TO BE DONE -> Retype the entries below line for line, keeping every character unchanged.

DATA ENTRIES ->
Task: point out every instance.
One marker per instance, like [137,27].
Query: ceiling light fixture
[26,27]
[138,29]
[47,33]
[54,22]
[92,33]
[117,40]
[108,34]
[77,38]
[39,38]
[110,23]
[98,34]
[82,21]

SOLUTION FOR THIS EXERCISE ->
Task: point out every instance.
One marker per instance, like [137,27].
Query: ceiling light fixture
[26,27]
[138,29]
[47,33]
[54,22]
[92,33]
[117,40]
[108,34]
[77,38]
[39,38]
[110,23]
[98,34]
[82,21]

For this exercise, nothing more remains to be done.